▸ Exercise goal
Below are records; transcribe only the line with "the shattered car" and those after it, through the last line, without any change.

▸ Given data
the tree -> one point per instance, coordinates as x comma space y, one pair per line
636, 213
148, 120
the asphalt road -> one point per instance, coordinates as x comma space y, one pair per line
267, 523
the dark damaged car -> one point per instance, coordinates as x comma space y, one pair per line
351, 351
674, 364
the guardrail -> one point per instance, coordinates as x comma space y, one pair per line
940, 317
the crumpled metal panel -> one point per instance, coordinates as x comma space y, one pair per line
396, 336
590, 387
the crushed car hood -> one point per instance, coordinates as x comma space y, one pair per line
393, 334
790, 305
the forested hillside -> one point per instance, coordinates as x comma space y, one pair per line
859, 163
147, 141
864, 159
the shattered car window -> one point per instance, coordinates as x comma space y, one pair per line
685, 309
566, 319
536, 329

▸ Response area
the shattered car window -> one point per instance, coordinates as x comma space y, one pair per line
685, 309
566, 319
536, 329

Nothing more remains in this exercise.